Por Raoni Maciel, promotor de Justiça e coordenador do Núcleo de Defesa da Vida do Ministério Público do DF (MPDFT)

"O STF declarou, na ação de descumprimento de preceito fundamental nº 779, a inconstitucionalidade das teses de legítima defesa da honra nos crimes violentos contra as mulheres. A decisão monocrática do Ministro Dias Toffoli em fevereiro de 2021 foi referendada e confirmada no mérito. O acórdão do Tribunal Pleno foi publicado em 1º de agosto de 2023.

Nunca houve previsão legal ou constitucional que permitisse a absolvição por legítima defesa da honra. Na verdade, sempre se tratou de construção retórica sem respaldo jurídico. No entanto, encontrava ressonância no sentimento de uma parcela da sociedade brasileira, machista, misógina e violenta. Como os crimes contra a vida são julgados pelos jurados, cidadãos comuns, reunidos em conselho de sentença, a tese era utilizada na sessão plenária de julgamento.

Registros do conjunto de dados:
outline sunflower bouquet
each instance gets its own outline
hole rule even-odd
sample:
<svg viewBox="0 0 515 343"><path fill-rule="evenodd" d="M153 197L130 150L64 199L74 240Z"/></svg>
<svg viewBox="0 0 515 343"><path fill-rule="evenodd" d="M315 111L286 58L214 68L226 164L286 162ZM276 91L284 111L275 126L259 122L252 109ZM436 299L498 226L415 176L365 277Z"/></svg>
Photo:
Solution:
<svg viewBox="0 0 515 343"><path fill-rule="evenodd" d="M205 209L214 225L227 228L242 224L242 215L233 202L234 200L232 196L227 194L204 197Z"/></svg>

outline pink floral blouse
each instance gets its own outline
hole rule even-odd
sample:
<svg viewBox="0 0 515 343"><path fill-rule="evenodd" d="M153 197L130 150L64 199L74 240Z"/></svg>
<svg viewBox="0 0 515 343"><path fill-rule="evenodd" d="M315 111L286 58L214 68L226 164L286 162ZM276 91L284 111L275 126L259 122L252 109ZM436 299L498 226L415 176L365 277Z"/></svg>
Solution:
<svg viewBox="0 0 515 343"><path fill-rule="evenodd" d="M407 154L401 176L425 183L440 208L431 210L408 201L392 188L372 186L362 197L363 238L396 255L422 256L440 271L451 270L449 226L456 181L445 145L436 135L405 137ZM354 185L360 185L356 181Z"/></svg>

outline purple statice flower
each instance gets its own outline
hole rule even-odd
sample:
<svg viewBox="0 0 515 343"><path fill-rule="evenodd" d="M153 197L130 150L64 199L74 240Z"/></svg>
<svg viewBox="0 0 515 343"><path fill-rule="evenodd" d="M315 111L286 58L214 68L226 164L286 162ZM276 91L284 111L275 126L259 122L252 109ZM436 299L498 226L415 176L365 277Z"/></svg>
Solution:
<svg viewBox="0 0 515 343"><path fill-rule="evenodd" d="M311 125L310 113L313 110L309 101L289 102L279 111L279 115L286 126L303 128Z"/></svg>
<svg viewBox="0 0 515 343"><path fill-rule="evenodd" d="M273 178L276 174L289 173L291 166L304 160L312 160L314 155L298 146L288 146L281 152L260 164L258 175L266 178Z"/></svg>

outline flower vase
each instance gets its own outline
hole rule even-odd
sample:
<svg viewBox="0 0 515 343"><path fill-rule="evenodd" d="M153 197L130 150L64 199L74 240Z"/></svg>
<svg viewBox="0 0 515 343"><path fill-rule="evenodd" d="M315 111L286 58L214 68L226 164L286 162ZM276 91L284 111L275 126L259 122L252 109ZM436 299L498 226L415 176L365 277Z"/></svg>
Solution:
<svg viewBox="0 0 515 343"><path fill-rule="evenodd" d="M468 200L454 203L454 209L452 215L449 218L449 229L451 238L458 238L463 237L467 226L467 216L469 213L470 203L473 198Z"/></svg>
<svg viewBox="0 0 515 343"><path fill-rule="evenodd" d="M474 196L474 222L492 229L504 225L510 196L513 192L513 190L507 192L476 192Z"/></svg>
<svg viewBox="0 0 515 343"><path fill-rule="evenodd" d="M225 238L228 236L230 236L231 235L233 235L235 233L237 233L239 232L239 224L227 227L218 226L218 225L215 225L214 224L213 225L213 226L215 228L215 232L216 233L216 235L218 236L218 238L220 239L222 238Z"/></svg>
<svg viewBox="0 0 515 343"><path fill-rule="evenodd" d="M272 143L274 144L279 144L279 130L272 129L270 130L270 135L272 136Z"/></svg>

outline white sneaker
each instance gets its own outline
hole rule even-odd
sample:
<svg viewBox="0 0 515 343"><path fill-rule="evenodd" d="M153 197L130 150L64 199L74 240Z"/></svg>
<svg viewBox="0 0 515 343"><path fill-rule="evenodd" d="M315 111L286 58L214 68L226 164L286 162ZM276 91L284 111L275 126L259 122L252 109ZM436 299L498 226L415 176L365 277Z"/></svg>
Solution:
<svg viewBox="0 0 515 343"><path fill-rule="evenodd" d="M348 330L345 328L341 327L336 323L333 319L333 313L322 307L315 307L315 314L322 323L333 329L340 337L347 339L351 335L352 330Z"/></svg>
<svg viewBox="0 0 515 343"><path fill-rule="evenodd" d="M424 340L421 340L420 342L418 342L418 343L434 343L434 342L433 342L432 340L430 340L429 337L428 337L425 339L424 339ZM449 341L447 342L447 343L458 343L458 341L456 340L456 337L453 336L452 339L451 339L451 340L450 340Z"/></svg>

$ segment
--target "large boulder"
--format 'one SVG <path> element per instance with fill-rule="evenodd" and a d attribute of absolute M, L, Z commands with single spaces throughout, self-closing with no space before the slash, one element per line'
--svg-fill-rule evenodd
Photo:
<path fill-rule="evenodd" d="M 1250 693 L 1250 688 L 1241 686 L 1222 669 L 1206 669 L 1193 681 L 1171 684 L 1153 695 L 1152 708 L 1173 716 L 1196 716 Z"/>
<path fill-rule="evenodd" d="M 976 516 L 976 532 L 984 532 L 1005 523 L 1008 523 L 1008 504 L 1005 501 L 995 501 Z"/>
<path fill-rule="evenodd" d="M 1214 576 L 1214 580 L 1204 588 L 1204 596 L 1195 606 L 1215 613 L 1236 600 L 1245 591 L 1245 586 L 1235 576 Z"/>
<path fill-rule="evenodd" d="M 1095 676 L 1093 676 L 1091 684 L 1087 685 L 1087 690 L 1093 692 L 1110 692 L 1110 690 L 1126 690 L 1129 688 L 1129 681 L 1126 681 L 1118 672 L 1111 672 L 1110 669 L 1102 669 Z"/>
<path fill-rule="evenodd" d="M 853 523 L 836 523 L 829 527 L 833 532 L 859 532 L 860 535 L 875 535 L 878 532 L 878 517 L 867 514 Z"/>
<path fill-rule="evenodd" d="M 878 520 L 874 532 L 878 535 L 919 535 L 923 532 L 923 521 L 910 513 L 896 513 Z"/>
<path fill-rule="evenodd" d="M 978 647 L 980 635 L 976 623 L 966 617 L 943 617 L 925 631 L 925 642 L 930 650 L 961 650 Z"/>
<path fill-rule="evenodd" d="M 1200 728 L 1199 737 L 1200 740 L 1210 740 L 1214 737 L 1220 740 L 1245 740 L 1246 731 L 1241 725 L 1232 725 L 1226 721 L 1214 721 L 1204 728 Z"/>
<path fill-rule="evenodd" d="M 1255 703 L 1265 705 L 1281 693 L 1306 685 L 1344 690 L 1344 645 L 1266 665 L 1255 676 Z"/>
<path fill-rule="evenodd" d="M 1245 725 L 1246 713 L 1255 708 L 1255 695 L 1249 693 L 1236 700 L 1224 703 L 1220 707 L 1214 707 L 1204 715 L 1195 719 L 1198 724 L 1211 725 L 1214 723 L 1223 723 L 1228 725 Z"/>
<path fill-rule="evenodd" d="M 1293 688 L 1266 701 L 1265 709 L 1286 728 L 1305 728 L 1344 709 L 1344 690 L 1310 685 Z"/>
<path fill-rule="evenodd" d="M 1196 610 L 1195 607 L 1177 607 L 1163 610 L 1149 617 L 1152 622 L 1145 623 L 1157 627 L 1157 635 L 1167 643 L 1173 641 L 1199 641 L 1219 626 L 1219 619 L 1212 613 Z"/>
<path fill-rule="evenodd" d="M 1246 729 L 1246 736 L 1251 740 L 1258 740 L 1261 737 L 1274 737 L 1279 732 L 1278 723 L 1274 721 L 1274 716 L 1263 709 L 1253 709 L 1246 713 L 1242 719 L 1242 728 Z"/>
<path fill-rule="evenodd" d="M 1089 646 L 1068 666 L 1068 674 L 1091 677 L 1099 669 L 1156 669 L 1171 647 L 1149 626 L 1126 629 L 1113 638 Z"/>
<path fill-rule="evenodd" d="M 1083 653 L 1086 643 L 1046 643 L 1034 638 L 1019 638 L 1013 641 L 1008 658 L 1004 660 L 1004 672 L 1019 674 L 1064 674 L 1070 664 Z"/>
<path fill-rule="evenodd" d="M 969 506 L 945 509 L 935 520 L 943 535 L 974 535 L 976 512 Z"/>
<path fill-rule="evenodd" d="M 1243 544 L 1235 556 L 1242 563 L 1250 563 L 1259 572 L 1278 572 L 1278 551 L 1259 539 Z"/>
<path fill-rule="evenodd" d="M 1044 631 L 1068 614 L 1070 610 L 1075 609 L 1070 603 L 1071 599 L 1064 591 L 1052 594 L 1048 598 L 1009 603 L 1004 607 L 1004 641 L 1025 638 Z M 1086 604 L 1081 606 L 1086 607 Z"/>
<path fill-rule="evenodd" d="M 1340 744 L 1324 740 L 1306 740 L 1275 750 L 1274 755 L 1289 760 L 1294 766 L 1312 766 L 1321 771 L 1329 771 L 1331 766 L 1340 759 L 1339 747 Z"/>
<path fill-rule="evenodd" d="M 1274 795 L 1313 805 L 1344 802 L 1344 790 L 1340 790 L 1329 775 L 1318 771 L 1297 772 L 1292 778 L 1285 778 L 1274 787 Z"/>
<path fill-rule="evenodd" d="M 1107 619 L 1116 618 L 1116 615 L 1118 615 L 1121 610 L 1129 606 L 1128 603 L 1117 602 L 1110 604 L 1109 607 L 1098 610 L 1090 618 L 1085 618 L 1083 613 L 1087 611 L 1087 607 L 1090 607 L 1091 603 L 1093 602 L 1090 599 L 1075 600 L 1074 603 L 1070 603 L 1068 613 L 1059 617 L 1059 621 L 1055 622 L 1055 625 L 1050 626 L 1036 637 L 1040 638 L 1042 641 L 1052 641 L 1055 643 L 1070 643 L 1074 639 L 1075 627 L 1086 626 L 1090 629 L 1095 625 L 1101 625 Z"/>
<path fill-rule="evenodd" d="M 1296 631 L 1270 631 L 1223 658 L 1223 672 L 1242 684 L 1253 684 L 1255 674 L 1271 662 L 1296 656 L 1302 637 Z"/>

Enunciado 1: No texto sobre a legítima defesa da honra, reescreva o trecho que vai de "Por Raoni Maciel, promotor" até "agosto de 2023.", trocando "STF" por "Supremo Tribunal Federal".
Enunciado 2: Segundo o texto sobre a legítima defesa da honra, em que data foi publicado o acórdão do Tribunal Pleno?

Resolução 1:
Por Raoni Maciel, promotor de Justiça e coordenador do Núcleo de Defesa da Vida do Ministério Público do DF (MPDFT)

"O Supremo Tribunal Federal declarou, na ação de descumprimento de preceito fundamental nº 779, a inconstitucionalidade das teses de legítima defesa da honra nos crimes violentos contra as mulheres. A decisão monocrática do Ministro Dias Toffoli em fevereiro de 2021 foi referendada e confirmada no mérito. O acórdão do Tribunal Pleno foi publicado em 1º de agosto de 2023.

Resolução 2: Em 1º de agosto de 2023.